(Stored entries)
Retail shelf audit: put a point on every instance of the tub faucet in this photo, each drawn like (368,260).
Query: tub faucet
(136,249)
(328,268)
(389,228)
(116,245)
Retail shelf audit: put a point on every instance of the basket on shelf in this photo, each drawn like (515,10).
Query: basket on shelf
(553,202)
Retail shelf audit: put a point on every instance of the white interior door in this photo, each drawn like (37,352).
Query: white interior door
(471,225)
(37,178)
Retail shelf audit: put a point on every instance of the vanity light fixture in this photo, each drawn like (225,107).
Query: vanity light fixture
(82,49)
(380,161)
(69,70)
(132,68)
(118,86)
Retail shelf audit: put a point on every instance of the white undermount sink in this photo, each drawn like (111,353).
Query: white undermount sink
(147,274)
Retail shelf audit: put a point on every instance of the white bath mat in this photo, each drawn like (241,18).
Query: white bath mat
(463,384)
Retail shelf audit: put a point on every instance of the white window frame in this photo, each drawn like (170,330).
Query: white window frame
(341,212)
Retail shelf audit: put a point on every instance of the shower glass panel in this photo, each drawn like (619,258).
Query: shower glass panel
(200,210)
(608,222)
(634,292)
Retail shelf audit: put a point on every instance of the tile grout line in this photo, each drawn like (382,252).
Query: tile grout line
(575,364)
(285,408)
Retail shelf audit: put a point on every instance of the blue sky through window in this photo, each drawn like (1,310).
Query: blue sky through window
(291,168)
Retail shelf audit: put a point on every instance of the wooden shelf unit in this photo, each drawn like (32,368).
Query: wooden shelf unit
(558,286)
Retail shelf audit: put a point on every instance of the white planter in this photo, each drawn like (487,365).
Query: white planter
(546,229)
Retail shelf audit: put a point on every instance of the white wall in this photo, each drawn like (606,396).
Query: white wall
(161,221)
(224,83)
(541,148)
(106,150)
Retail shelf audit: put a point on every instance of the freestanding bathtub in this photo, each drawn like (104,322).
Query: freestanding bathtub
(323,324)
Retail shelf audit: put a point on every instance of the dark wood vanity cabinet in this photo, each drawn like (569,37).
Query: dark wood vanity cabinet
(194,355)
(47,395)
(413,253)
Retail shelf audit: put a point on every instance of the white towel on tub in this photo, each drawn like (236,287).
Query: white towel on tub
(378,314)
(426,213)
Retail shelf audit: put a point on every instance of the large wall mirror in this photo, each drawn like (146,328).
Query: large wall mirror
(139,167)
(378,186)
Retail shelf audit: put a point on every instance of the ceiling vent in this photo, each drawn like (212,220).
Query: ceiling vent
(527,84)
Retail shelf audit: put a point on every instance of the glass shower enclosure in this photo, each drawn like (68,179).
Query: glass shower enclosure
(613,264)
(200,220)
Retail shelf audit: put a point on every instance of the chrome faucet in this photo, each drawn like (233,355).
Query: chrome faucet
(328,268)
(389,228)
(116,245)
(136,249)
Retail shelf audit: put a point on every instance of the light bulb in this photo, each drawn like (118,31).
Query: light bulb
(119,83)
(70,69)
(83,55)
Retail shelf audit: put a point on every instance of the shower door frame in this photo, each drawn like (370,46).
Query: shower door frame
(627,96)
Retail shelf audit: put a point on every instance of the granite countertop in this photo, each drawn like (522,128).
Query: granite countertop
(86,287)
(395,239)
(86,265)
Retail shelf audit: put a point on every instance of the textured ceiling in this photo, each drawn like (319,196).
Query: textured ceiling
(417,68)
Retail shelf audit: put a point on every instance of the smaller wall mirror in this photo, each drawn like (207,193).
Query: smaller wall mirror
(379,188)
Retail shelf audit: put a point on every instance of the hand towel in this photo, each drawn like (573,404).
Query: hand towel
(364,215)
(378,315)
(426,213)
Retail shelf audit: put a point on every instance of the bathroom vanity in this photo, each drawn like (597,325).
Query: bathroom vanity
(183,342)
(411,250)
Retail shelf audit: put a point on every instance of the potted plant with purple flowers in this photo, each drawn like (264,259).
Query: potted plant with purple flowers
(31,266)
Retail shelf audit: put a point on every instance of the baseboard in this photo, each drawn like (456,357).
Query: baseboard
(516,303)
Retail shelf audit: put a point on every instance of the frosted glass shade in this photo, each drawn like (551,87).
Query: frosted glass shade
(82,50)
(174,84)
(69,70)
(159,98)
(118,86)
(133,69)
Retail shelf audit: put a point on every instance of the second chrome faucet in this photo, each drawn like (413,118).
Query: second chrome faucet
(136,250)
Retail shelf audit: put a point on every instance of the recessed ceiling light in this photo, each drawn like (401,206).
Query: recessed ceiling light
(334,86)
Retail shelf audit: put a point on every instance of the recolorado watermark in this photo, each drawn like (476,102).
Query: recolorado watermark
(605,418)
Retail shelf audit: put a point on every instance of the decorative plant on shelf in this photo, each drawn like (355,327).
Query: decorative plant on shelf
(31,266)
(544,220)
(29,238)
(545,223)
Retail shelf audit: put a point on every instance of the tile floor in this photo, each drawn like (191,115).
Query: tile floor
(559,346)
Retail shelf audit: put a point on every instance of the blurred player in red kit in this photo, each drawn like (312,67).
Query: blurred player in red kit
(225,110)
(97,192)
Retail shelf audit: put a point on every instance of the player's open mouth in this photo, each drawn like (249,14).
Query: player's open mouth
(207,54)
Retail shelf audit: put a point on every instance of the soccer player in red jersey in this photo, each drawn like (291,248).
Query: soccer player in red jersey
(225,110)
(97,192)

The task
Put every line above into a JSON list of strings, one string for each line, and leave out any blank lines.

Answer to the task
[
  "Retail shelf audit: put a point on every instance of the tub faucet in this photo, each drawn like (368,260).",
  "Query: tub faucet",
  "(136,249)",
  "(328,268)",
  "(389,228)",
  "(116,245)",
  "Retail shelf audit: put a point on every instance of the basket on shelf in this photo, each drawn like (515,10).",
  "Query: basket on shelf",
  "(553,202)",
  "Retail shelf audit: put a point on every instance of the white interior door in this photo, each drawn like (37,352).",
  "Query: white interior door",
  "(471,225)",
  "(37,178)",
  "Retail shelf audit: put a point on every instance of the vanity light fixture in this photo, each drawn like (225,107).",
  "Query: vanity light fixture",
  "(82,49)",
  "(380,161)",
  "(69,70)",
  "(132,68)",
  "(118,86)",
  "Retail shelf audit: put a point on every instance of the white undermount sink in this photo, each drawn like (111,353).",
  "Query: white undermount sink",
  "(147,274)",
  "Retail shelf audit: put a point on every instance of the white bath mat in this photo, each drawn like (241,18).",
  "Query: white bath mat",
  "(463,384)",
  "Retail shelf audit: put a point on every instance of the white window frame in this photo, each drawn like (170,330).",
  "Query: white window frame",
  "(341,212)",
  "Retail shelf audit: put a point on every instance of the shower glass panel in this photo, each drawn like (619,258).",
  "Query: shower glass panel",
  "(200,210)",
  "(608,222)",
  "(634,292)",
  "Retail shelf audit: put a point on every instance of the tile grout line in this photo, each drawn like (382,252).",
  "Query: tile grout line",
  "(575,364)",
  "(285,408)",
  "Retail shelf audit: put a point on every instance of the blue sky through window in this photo, each drawn like (1,310).",
  "Query: blue sky through window",
  "(291,168)",
  "Retail shelf audit: put a point on every instance of the wooden shelf unit in this photo, each drawn like (32,368).",
  "Query: wooden shelf unit",
  "(558,286)",
  "Retail shelf audit: put a point on every instance of the white planter in this photo, each drawn like (487,365).",
  "Query: white planter",
  "(546,229)",
  "Retail shelf audit: put a point on every instance of the white wall in this photo, each drawn like (606,396).",
  "Query: white wall",
  "(161,221)",
  "(224,83)",
  "(541,148)",
  "(106,150)",
  "Retail shelf audit: put a point on every instance of the freestanding bathtub in this photo, each drawn like (104,322).",
  "Query: freestanding bathtub",
  "(323,324)",
  "Retail shelf audit: put a point on every instance of the dark wood vanity cabinet in this photo, each drawn like (569,37).",
  "Query: dark wood vanity cabinet",
  "(194,355)",
  "(47,395)",
  "(413,253)",
  "Retail shelf audit: put a point on every instance of the white towel on tub in this photo, each drawn like (236,287).",
  "Query: white towel on tub",
  "(378,314)",
  "(426,213)",
  "Retail shelf audit: put a point on every instance of the large wall mirror in this photo, each drawn like (146,328).",
  "Query: large wall mirror",
  "(139,167)",
  "(378,186)",
  "Retail shelf audit: put a point on every instance of the ceiling vent in this photo, each drawn like (212,220).",
  "Query: ceiling vent",
  "(527,84)",
  "Retail shelf audit: put a point on every instance of the glass shower enclosure in this photo, each drawn like (68,179).",
  "Query: glass shower enclosure",
  "(613,264)",
  "(200,220)",
  "Retail shelf audit: put a point on every instance of the chrome faucet in this photo, each drawn like (233,355).",
  "Query: chrome faucet",
  "(328,268)",
  "(389,228)",
  "(116,245)",
  "(136,249)",
  "Retail shelf audit: put a point on every instance of the light bulb in this photo, each drawn like (118,31).",
  "Query: light bulb",
  "(119,83)",
  "(70,69)",
  "(83,55)",
  "Retail shelf audit: put a point on every instance of the shower door frame in this photo, each drawn like (370,46).",
  "Query: shower door frame",
  "(627,96)",
  "Retail shelf audit: put a point on every instance of the granite countertop in this photo, each drawn like (522,128).",
  "Query: granite countertop",
  "(86,287)",
  "(395,239)",
  "(86,265)",
  "Retail shelf audit: put a point on every instance of the textured ceiling in this photo, each drawn like (319,196).",
  "Query: textured ceiling",
  "(417,68)",
  "Retail shelf audit: put a point on every instance of the smaller wall mirror in this photo, each drawn like (207,193).",
  "Query: smaller wall mirror",
  "(379,188)",
  "Retail shelf audit: put a point on every instance of the hand towel in this photo, each drawn like (573,404).",
  "Query: hand towel",
  "(364,215)",
  "(378,315)",
  "(426,213)",
  "Retail shelf audit: put a point on every instance of the bathroom vanity in this photo, each drawn like (597,325).",
  "Query: bathroom vanity",
  "(183,342)",
  "(411,250)",
  "Retail shelf audit: put a point on every instance of the potted plant with purple flowers in this photo, each drawn like (264,259).",
  "Query: potted plant with purple flowers",
  "(31,266)",
  "Retail shelf audit: put a point on every instance of the baseboard in this photo, each drawn like (456,357).",
  "Query: baseboard",
  "(516,303)",
  "Retail shelf audit: put a point on every instance of the frosted glass shade in this photo, each drawn like (551,87).",
  "Query: frosted glass shade",
  "(82,50)",
  "(174,84)",
  "(69,70)",
  "(159,98)",
  "(118,86)",
  "(133,69)",
  "Retail shelf audit: put a point on every instance of the second chrome faucet in this photo, each drawn like (413,118).",
  "Query: second chrome faucet",
  "(136,250)",
  "Retail shelf audit: put a point on every instance of the recessed ceiling light in this photo, each drawn like (401,206).",
  "Query: recessed ceiling light",
  "(334,86)",
  "Retail shelf audit: put a point on every instance of the recolorado watermark in this photo, each drawn like (476,102).",
  "Query: recolorado watermark",
  "(605,418)",
  "Retail shelf audit: put a point on every instance of the decorative plant on shelf in this photo, each drawn like (355,327).",
  "Query: decorative plant on shelf",
  "(31,266)",
  "(544,220)",
  "(29,238)",
  "(545,223)",
  "Retail shelf audit: put a point on every instance of the tile floor in this photo, each drawn like (191,115).",
  "Query: tile floor",
  "(559,346)",
  "Retail shelf audit: put a point on every instance of the blurred player in red kit in this photo, each drawn like (312,67).",
  "Query: blurred player in red kit",
  "(225,110)",
  "(97,192)",
  "Retail shelf audit: put a point on every instance of the player's open mouth in this photo, each drawn like (249,14).",
  "Query: player's open mouth",
  "(207,54)",
  "Retail shelf audit: put a point on every instance of the soccer player in red jersey in this photo, each drawn like (291,248).",
  "Query: soccer player in red jersey",
  "(225,110)",
  "(97,192)"
]